## Document extract

■ ■ ■ ■

Rosetta is a concept album, inspired by the European Space Agency mission of the same name. It successfully landed a probe on a comet in 2014 and completed its mission — by total coincidence — within a week of the album’s release.

“I imagine myself being in the position of Rosetta, and going there,” Vangelis says. “It’s something amazing.” Amazing — and disorienting. “You have to go through, sometimes, total dark,” Vangelis says. “You can imagine like a child sometimes.”

 

(7) TAKE ONE DOWN AND PASS IT AROUND. Motherboard says “This Guy Is Replicating ‘Blade Runner’ Shot-for-Shot in MS Paint”. And I say, keep appertaining beverages for yourself until you’re drunk enough to know why this needs to be reported by File 770.

So when we discovered David MacGowan’s tumblr MSP Blade Runner, our response was one of collective awe and fascination. MacGowan is quite literally going through Blade Runner shot-by-shot and illustrating each in MS Paint. The drawings aren’t perfect in terms of artistry—it is MS Paint, after all—and they’re not 100 percent complete in detail. But each moment is instantly recognizable even to someone with only a passing familiarity with the film. And MacGowan has nailed that elusive, pitch-perfect Internet Ugly aesthetic so many of us try and fail to, well, replicate.

(8) SKIPPING THE AUTHENTICITY. Dwayne A. Day lays waste to a TV show in “O, full of scorpions is my mind” at Space Review.

■ ■ ■ ■

## Outline records
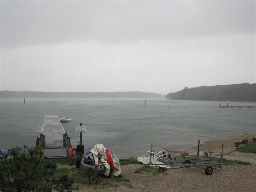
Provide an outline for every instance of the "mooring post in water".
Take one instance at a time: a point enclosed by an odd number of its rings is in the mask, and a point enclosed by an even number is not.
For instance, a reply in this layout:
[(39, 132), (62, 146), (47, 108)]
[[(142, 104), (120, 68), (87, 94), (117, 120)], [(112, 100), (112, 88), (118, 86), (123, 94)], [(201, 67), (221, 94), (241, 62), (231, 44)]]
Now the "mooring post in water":
[(198, 159), (198, 158), (199, 157), (199, 149), (200, 148), (200, 140), (198, 140), (198, 147), (197, 147), (197, 155), (196, 156), (197, 157), (197, 159)]
[(149, 160), (149, 163), (152, 163), (152, 162), (151, 161), (151, 159), (152, 158), (152, 152), (153, 150), (153, 144), (151, 144), (151, 149), (150, 150), (150, 159)]
[[(80, 126), (82, 126), (82, 123), (80, 123)], [(83, 145), (82, 142), (82, 133), (80, 133), (80, 145)]]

■ ■ ■ ■

## Complete the following
a) In the roundup, what year did the Rosetta mission land a probe on a comet?
b) According to the roundup, why aren't MacGowan's Blade Runner drawings perfect in terms of artistry?
c) Please rewrite the roundup passage, everything from "So when we discovered" down to "to, well, replicate.", with "MS Paint" changed to "Microsoft Paint".

## Task-by-task outputs
a) 2014

b) They are made in MS Paint, and the roundup treats that program as the reason the artistry falls short.

c)
So when we discovered David MacGowan’s tumblr MSP Blade Runner, our response was one of collective awe and fascination. MacGowan is quite literally going through Blade Runner shot-by-shot and illustrating each in Microsoft Paint. The drawings aren’t perfect in terms of artistry—it is Microsoft Paint, after all—and they’re not 100 percent complete in detail. But each moment is instantly recognizable even to someone with only a passing familiarity with the film. And MacGowan has nailed that elusive, pitch-perfect Internet Ugly aesthetic so many of us try and fail to, well, replicate.